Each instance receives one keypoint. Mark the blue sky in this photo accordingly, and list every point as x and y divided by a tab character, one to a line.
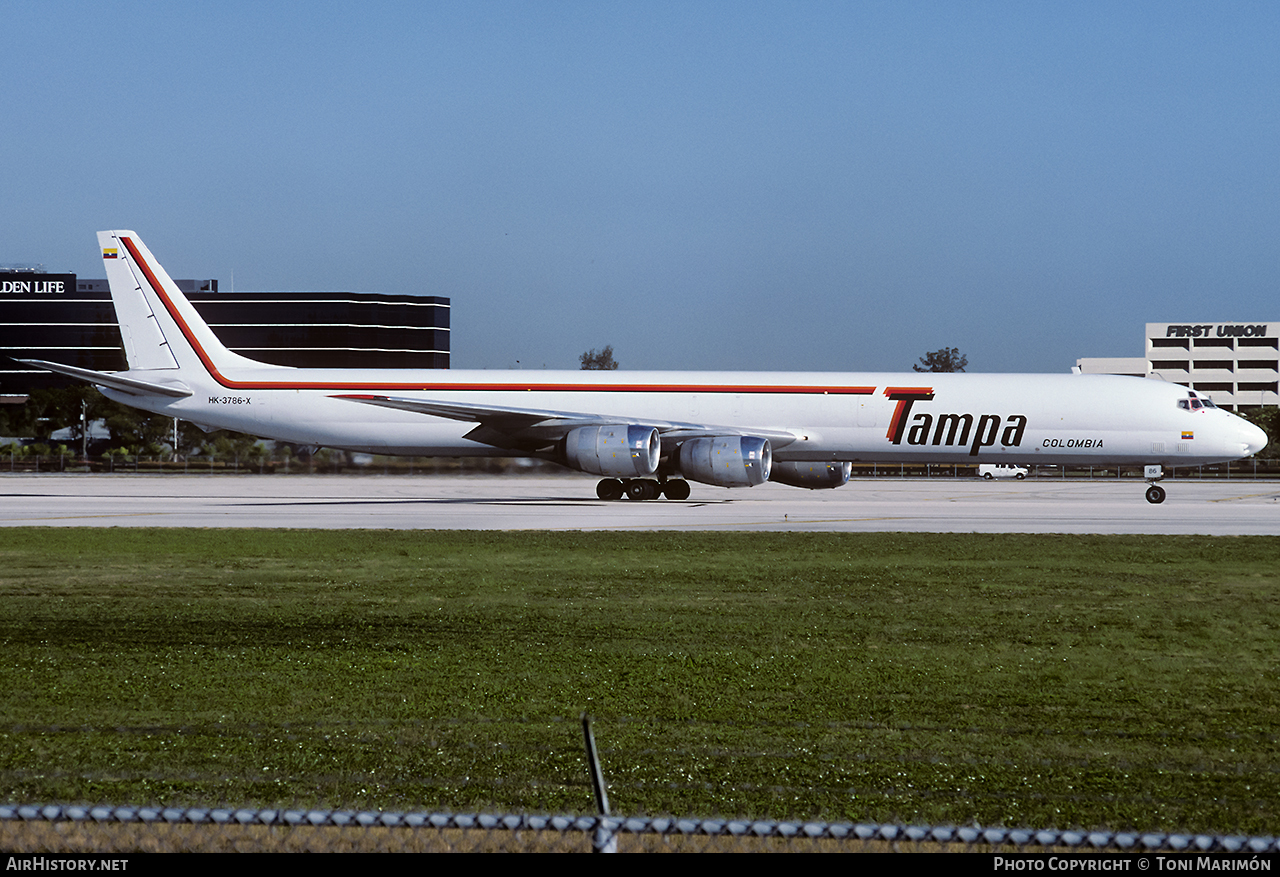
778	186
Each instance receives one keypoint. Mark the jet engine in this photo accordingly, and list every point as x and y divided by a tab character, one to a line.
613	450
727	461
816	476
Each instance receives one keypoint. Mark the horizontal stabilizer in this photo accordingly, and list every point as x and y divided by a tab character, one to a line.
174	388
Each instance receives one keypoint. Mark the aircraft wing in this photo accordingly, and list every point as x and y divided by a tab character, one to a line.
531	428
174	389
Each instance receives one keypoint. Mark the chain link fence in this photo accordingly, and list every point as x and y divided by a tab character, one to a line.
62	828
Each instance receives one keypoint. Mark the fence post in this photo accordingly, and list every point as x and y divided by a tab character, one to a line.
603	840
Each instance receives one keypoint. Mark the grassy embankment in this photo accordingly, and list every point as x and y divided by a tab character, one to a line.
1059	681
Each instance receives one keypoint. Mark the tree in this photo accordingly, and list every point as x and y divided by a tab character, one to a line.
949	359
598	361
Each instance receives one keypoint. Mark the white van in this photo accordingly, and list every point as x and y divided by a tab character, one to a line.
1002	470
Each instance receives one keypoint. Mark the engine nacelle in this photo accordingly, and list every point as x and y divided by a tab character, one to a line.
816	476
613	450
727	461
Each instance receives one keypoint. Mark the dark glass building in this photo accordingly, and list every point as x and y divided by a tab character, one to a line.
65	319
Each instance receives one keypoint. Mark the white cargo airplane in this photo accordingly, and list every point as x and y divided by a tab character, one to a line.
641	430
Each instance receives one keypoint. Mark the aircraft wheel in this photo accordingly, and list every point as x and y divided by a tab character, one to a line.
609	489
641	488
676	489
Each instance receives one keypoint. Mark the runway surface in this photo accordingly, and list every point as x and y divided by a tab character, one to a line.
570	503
--- --- ---
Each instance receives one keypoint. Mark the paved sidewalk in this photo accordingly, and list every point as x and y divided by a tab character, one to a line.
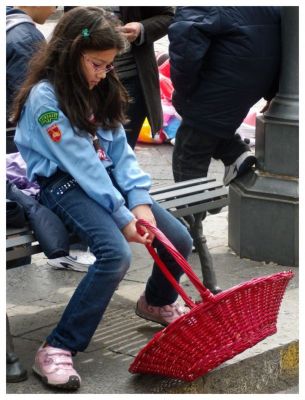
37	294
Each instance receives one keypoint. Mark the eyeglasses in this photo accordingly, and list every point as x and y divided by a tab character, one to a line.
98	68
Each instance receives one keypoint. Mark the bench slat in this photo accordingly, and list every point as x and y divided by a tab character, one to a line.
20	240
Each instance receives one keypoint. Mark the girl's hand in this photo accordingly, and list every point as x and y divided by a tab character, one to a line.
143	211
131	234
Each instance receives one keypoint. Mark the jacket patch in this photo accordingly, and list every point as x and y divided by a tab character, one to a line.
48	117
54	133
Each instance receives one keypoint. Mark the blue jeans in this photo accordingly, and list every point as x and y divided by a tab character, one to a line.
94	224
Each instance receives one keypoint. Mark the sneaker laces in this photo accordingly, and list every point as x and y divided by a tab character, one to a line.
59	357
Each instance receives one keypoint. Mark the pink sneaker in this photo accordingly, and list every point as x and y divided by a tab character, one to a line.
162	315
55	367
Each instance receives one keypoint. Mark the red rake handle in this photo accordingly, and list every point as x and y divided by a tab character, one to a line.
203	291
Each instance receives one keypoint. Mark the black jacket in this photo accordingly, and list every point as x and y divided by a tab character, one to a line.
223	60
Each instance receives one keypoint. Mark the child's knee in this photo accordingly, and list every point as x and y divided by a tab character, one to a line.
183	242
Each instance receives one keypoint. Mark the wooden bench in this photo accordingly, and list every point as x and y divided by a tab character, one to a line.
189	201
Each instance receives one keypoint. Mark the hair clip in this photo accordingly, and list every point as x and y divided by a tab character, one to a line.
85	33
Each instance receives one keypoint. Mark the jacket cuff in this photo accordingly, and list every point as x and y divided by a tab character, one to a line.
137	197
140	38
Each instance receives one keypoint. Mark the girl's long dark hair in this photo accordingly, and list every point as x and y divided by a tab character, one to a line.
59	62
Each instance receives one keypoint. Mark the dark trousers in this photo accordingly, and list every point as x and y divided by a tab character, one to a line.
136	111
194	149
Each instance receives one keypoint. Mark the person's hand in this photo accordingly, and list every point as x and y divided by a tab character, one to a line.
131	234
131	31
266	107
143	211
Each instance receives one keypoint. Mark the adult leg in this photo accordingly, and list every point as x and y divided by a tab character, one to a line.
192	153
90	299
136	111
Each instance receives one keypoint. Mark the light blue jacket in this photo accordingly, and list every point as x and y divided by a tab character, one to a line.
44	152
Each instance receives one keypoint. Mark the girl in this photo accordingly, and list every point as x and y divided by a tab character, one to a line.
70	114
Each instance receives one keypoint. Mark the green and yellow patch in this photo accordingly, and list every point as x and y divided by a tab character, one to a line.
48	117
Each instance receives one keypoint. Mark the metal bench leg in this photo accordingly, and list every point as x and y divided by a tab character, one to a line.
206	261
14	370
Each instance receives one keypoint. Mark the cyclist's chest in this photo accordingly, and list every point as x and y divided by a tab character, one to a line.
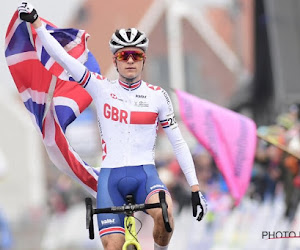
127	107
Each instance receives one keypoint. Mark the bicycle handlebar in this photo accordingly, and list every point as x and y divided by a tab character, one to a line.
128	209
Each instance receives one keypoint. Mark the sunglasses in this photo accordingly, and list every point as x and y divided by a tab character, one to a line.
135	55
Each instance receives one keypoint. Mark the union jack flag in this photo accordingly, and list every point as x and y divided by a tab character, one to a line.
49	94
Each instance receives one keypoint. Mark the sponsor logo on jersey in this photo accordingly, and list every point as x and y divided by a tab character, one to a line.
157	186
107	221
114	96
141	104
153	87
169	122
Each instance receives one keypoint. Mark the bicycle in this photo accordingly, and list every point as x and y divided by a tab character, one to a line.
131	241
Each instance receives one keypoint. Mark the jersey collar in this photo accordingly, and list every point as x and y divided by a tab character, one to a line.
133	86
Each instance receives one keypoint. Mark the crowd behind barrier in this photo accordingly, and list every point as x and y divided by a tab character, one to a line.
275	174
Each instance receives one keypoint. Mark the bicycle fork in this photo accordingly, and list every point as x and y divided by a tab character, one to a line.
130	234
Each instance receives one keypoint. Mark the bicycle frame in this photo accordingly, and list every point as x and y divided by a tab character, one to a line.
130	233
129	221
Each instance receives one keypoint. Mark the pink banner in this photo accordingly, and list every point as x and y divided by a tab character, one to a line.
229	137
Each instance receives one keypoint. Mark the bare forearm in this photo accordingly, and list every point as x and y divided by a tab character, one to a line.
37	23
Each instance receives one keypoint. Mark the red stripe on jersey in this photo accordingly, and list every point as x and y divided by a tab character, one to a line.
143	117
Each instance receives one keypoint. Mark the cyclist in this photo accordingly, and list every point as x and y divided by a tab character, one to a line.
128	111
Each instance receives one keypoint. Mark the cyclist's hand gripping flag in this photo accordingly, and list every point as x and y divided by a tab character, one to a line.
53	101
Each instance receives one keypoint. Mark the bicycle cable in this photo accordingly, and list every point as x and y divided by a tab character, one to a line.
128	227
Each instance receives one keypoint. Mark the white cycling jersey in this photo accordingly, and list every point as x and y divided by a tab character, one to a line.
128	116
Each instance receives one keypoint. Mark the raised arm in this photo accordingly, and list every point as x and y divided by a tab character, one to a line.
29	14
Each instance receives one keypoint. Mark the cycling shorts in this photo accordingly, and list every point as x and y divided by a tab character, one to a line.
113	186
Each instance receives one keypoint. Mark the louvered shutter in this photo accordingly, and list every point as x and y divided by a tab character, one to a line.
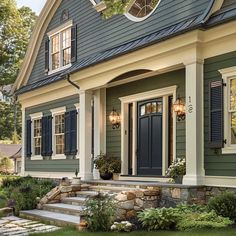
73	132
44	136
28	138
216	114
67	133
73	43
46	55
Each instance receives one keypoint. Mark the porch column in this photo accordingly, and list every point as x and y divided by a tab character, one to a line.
--- --- ---
> **WHAT THE EXERCISE ASKS**
Gather every line in the listing above that contains the word "jacket".

> **EXERCISE RESULT**
Each instance receives one keypoint. Mark the jacket patch in this photo accordingly, and list every point as x and y divided by a tab character, one to a line.
Each instance receives one keypoint. Mark the black jacket in this photo accordingly, and list every point as x and y divided by a tab character, one to a line.
Each instance receives one keypoint. Mark the jacket cuff in this photo accordingly, and list every point as x and y divided by a tab character, one to a line.
Each instance receives one keypoint. Mark the light blue jacket in this photo accordingly, and list every point as x and y divided by a tab character, one to a line.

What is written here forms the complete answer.